## Prompt
Search the entries below for "white", and copy each line where it appears.

^^^^^^^^

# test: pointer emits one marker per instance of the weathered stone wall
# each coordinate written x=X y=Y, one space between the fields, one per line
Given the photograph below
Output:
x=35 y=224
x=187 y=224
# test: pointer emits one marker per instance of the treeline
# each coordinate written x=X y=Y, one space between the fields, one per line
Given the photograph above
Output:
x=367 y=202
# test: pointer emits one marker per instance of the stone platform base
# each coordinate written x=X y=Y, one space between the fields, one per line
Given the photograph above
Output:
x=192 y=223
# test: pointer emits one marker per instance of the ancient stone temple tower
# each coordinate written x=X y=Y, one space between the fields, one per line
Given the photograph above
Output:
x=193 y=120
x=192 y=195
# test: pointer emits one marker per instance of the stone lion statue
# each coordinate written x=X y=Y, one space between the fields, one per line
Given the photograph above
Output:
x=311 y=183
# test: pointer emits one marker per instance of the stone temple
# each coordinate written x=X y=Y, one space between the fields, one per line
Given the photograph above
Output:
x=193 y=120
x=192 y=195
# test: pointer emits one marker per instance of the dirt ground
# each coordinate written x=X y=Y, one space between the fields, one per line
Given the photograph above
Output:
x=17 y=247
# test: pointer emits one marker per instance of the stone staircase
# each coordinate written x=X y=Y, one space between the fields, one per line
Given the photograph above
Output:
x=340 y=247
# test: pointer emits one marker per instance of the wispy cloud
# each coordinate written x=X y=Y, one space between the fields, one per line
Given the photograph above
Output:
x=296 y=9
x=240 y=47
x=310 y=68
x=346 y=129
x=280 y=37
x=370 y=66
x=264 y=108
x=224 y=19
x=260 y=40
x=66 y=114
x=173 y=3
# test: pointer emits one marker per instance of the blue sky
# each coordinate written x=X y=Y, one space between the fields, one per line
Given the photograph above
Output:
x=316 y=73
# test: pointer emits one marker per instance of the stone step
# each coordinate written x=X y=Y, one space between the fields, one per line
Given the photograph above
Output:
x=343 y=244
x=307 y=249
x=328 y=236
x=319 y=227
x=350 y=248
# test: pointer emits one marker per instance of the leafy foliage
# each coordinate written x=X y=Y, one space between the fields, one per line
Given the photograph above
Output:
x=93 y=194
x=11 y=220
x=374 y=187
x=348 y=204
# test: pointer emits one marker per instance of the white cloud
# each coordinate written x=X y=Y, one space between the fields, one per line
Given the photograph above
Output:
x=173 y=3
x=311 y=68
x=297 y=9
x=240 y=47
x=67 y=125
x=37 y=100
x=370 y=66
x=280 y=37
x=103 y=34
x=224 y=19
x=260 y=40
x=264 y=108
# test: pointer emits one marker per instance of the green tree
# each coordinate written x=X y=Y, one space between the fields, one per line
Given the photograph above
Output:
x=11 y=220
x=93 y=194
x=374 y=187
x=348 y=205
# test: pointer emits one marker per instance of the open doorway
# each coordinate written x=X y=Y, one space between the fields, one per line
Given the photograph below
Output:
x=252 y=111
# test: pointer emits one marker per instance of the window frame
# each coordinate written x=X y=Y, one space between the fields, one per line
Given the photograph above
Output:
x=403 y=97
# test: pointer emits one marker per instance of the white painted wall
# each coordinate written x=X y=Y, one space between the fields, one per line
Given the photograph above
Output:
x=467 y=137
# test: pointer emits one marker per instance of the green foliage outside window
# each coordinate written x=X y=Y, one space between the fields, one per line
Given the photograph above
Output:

^^^^^^^^

## Written solution
# test: pointer emits one marker per instance of the white cloud
# test: pointer emits one marker per instance of the white painted wall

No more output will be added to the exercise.